↓↓↓
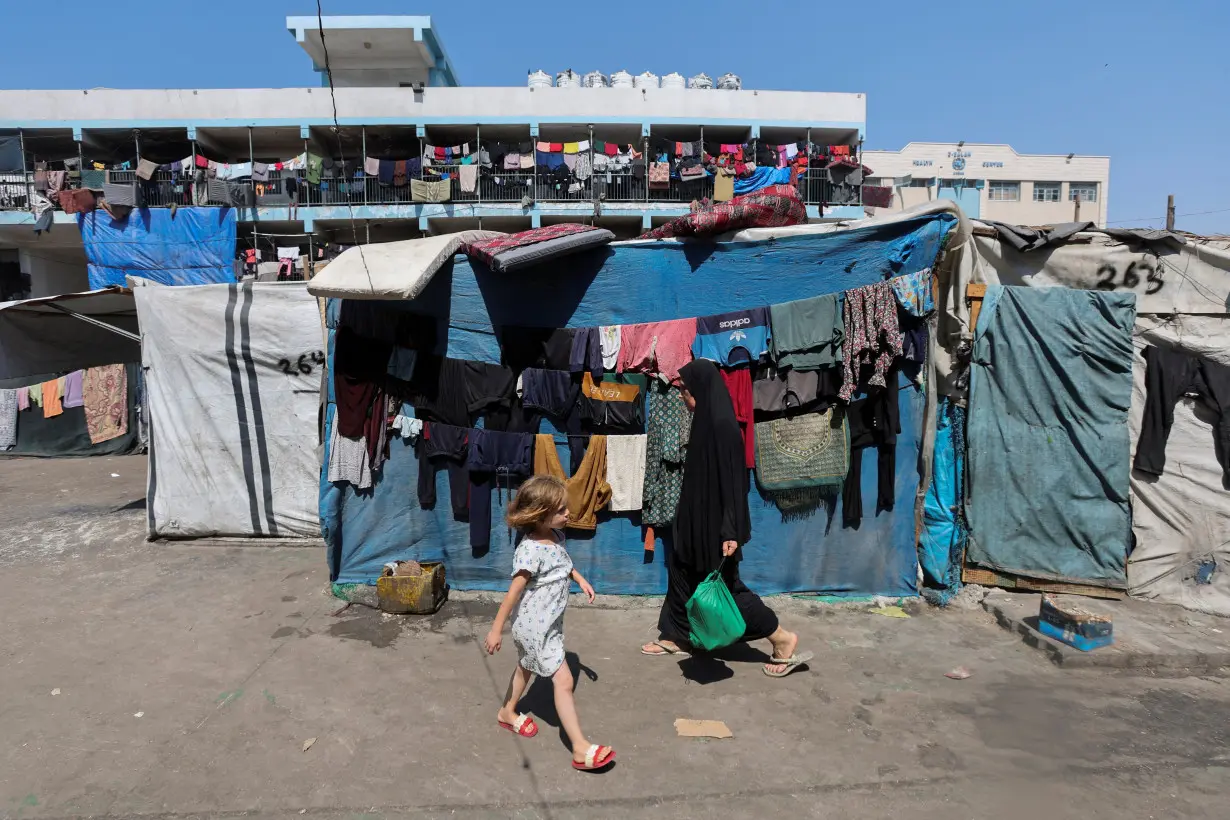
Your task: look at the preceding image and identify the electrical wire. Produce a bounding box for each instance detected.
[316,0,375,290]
↑↑↑
↓↓↓
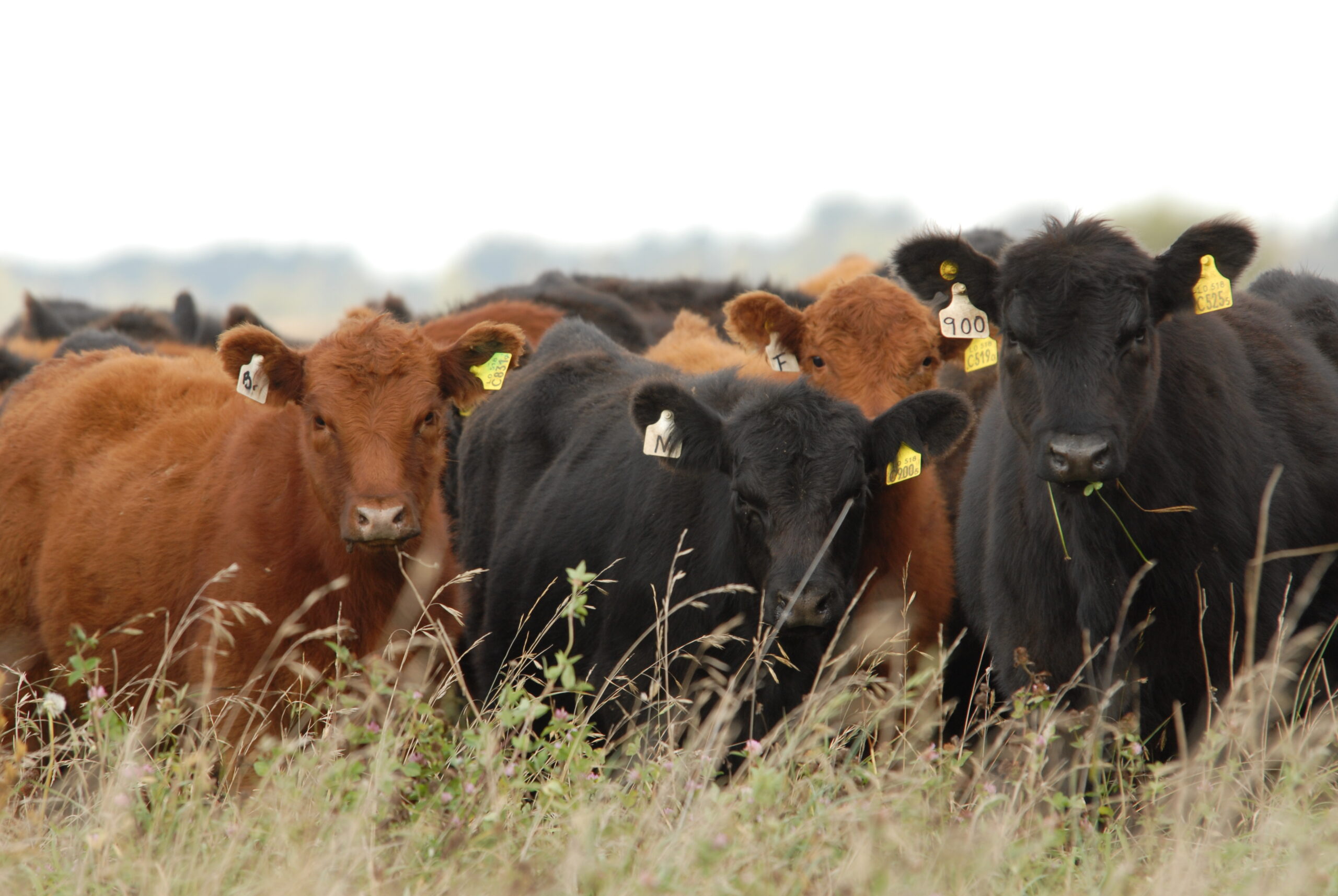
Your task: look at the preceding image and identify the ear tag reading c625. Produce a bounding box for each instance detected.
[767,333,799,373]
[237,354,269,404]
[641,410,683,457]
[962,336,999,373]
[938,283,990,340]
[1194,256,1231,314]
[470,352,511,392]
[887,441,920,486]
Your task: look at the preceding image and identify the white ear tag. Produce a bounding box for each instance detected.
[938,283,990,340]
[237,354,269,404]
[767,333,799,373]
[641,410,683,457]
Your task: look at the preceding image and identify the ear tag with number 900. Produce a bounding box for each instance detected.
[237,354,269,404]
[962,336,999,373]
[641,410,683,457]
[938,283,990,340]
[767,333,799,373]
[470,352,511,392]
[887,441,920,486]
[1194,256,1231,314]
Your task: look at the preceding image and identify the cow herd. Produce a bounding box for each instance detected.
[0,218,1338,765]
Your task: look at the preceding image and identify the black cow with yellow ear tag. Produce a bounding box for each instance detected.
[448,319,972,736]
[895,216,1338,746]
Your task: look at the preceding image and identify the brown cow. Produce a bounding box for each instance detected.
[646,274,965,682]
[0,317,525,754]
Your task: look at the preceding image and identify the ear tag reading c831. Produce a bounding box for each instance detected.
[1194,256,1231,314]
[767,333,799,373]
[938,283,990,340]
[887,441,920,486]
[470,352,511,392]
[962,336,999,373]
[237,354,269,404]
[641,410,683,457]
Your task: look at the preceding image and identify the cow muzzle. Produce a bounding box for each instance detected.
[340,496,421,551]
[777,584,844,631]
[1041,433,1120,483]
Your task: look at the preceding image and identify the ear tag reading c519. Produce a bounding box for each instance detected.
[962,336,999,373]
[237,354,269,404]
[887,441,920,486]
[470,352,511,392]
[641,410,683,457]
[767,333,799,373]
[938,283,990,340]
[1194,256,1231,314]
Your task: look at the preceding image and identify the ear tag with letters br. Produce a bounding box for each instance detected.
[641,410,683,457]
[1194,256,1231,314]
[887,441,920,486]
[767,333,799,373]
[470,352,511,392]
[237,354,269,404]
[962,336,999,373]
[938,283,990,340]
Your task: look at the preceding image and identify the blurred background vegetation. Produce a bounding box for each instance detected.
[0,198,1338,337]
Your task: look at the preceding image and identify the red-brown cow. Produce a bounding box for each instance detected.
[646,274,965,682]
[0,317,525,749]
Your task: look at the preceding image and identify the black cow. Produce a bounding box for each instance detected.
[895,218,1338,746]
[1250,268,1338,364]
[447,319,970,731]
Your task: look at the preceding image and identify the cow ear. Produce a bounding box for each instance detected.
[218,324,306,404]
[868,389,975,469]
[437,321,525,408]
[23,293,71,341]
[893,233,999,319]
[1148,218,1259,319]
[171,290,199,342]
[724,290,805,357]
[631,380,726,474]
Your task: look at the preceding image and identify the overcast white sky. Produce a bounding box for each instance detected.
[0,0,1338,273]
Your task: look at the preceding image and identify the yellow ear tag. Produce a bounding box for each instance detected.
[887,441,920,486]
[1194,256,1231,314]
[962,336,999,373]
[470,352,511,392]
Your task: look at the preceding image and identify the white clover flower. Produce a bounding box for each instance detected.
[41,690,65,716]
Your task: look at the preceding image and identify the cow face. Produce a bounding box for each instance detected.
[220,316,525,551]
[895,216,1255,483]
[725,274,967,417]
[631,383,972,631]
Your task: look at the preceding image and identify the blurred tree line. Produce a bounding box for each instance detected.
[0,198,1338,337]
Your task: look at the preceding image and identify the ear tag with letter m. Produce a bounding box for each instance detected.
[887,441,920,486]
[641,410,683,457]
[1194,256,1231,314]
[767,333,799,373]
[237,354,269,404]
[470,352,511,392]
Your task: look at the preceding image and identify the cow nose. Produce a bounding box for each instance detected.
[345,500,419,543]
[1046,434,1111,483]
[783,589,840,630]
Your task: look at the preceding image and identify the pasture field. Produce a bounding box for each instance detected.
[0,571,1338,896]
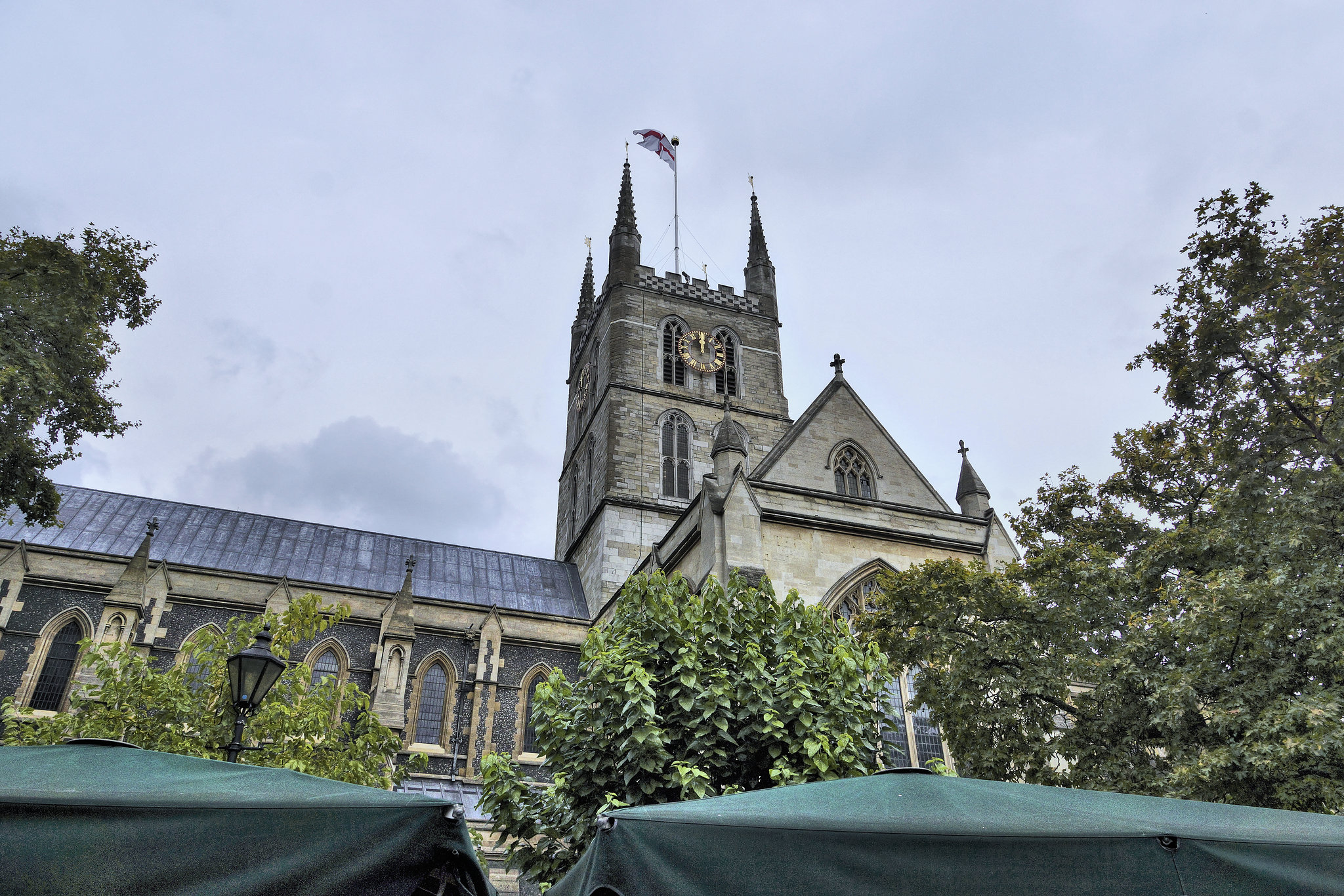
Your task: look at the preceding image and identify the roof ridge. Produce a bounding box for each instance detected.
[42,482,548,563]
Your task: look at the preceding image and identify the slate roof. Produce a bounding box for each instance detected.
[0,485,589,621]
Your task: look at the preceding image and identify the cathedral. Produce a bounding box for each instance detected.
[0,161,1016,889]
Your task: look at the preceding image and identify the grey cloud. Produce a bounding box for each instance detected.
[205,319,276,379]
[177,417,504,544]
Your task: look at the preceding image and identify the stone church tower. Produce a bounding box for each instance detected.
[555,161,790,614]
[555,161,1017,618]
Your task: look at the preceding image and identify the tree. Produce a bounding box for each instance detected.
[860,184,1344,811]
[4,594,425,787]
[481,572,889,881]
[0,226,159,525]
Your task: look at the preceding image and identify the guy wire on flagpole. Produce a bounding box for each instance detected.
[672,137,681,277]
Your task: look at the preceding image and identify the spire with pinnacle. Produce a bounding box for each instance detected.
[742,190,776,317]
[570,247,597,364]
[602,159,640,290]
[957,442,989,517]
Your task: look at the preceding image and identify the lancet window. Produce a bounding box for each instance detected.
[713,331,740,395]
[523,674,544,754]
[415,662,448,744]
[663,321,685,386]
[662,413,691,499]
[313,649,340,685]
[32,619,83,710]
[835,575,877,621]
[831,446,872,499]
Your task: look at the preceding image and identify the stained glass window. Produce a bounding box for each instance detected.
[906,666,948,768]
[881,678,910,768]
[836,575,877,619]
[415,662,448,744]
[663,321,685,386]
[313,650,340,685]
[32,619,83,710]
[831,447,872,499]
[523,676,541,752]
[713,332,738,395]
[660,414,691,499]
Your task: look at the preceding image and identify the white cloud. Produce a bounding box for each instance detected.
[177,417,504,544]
↑↑↑
↓↓↓
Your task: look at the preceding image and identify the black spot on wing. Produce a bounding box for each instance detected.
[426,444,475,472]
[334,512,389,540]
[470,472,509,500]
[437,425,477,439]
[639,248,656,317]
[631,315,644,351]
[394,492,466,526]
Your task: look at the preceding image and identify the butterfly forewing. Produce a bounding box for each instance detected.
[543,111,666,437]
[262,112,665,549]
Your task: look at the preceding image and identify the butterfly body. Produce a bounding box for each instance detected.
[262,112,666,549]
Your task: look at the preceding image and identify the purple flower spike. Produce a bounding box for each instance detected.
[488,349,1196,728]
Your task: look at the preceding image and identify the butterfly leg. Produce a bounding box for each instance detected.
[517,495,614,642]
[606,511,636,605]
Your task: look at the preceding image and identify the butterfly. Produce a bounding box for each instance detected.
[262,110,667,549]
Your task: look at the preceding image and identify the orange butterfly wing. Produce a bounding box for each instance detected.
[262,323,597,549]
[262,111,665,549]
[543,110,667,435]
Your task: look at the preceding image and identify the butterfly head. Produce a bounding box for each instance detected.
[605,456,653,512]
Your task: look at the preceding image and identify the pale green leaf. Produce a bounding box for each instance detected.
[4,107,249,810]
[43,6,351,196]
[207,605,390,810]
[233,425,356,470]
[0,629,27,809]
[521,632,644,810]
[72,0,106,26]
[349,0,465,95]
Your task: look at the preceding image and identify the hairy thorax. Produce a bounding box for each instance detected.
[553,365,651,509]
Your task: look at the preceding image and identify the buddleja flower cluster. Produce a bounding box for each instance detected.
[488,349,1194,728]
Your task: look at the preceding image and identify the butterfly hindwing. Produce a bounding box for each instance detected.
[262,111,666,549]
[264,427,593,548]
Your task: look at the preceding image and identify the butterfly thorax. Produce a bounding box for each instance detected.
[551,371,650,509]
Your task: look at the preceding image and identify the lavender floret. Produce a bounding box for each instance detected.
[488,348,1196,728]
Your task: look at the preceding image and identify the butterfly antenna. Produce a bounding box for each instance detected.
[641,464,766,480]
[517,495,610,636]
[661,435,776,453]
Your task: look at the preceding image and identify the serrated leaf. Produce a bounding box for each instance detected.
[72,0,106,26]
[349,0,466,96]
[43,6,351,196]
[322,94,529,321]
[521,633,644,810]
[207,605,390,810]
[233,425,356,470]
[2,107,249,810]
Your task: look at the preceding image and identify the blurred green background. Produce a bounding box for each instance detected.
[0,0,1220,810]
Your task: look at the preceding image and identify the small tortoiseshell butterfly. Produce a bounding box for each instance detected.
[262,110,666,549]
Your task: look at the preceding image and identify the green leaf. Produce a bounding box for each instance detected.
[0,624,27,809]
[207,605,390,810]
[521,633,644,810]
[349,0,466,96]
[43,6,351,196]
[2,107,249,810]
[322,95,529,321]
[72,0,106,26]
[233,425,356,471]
↑↑↑
## Instructions to follow
Pull out each line of the rows above that contains the word "roof".

## Exercise result
Your task: look at the preceding image and identify the roof ridge. Produce a bounding box for each instance detected.
Your task: look at the preceding image and identify the slate roof. Produce a bounding box for each instance detected.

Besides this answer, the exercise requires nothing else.